--- START OF Supplied records ---

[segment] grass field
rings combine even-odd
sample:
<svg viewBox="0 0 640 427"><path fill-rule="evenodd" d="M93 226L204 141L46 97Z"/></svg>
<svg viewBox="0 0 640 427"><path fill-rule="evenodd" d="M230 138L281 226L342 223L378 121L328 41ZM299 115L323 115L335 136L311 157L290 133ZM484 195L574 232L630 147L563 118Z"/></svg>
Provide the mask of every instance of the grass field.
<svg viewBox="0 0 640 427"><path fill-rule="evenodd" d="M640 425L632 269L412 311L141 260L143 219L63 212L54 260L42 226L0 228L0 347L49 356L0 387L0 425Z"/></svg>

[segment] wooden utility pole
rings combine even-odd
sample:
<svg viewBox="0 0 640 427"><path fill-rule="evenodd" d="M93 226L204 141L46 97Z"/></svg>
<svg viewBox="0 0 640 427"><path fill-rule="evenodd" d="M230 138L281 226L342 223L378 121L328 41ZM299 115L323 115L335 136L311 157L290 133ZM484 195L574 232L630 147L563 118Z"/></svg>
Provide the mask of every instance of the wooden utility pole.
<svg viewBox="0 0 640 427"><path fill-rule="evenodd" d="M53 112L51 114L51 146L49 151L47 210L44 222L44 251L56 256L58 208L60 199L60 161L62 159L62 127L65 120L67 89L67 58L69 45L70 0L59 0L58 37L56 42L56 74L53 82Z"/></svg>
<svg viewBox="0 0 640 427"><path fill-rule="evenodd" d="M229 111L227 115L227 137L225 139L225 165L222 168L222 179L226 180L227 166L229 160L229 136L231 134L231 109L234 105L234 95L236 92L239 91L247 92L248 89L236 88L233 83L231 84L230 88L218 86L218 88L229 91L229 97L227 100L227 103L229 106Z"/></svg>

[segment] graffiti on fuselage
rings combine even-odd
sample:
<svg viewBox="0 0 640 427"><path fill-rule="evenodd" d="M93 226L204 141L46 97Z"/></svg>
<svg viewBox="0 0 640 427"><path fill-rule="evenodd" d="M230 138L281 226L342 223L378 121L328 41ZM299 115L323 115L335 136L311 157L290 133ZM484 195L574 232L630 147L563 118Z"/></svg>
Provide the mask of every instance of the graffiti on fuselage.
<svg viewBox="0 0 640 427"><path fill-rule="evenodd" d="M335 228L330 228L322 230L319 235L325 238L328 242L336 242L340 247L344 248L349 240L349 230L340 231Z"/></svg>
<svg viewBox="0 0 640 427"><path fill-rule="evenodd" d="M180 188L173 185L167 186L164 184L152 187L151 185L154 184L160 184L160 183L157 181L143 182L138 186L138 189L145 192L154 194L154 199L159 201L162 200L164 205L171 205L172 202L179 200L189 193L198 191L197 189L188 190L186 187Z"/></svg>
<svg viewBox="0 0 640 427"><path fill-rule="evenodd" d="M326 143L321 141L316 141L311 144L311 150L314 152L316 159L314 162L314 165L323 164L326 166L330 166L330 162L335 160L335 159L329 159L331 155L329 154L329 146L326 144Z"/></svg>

--- END OF Supplied records ---

What you will do: Copy these lines out verbatim, all of them, with nothing changed.

Answer to the exercise:
[segment] grass field
rings combine even-odd
sample:
<svg viewBox="0 0 640 427"><path fill-rule="evenodd" d="M93 226L204 141L46 97Z"/></svg>
<svg viewBox="0 0 640 427"><path fill-rule="evenodd" d="M230 138L281 226L342 223L378 121L328 41ZM299 115L323 115L335 136L311 157L290 133ZM484 195L574 232L630 147L563 118Z"/></svg>
Provide the mask of every instance of the grass field.
<svg viewBox="0 0 640 427"><path fill-rule="evenodd" d="M640 425L632 269L412 311L141 260L143 219L63 212L54 260L42 226L0 228L0 347L49 356L0 387L0 425Z"/></svg>

[segment] wooden utility pole
rings combine even-odd
sample:
<svg viewBox="0 0 640 427"><path fill-rule="evenodd" d="M93 226L204 141L46 97Z"/></svg>
<svg viewBox="0 0 640 427"><path fill-rule="evenodd" d="M230 138L281 226L342 223L378 121L328 41ZM299 115L323 115L335 136L311 157L290 133ZM484 195L574 232L630 147L563 118Z"/></svg>
Provide the mask of every instance of the wooden utility pole.
<svg viewBox="0 0 640 427"><path fill-rule="evenodd" d="M53 112L51 114L51 146L49 151L47 210L44 222L44 251L56 256L58 208L60 199L60 161L62 159L62 127L65 120L67 89L67 58L69 45L70 0L59 0L58 37L56 42L56 74L53 82Z"/></svg>
<svg viewBox="0 0 640 427"><path fill-rule="evenodd" d="M229 111L227 115L227 137L225 139L225 165L222 168L222 179L226 180L227 166L229 160L229 136L231 134L231 109L234 105L234 95L236 92L239 91L247 92L248 89L236 88L233 83L231 84L230 88L218 86L218 88L229 91L229 97L227 100L227 103L229 106Z"/></svg>

[segment] graffiti on fuselage
rings combine even-odd
sample:
<svg viewBox="0 0 640 427"><path fill-rule="evenodd" d="M93 226L204 141L46 97Z"/></svg>
<svg viewBox="0 0 640 427"><path fill-rule="evenodd" d="M230 138L281 226L342 223L378 121L328 41ZM299 115L323 115L335 136L311 157L290 133ZM484 195L574 232L630 147L563 118Z"/></svg>
Provide the mask of every instance of the graffiti on fuselage.
<svg viewBox="0 0 640 427"><path fill-rule="evenodd" d="M335 228L330 228L322 230L319 235L325 238L328 242L336 242L340 247L344 248L349 240L349 230L340 231Z"/></svg>
<svg viewBox="0 0 640 427"><path fill-rule="evenodd" d="M180 188L173 185L167 186L164 184L152 187L151 185L154 184L160 184L160 183L157 181L143 182L138 186L138 189L145 192L154 194L154 199L159 201L162 200L164 205L171 205L172 202L179 200L189 193L198 191L197 189L188 190L186 187Z"/></svg>
<svg viewBox="0 0 640 427"><path fill-rule="evenodd" d="M326 143L321 141L316 141L311 144L311 150L314 152L316 159L314 162L314 165L323 164L326 166L330 166L330 162L335 160L335 159L329 159L331 155L329 154L329 146L326 144Z"/></svg>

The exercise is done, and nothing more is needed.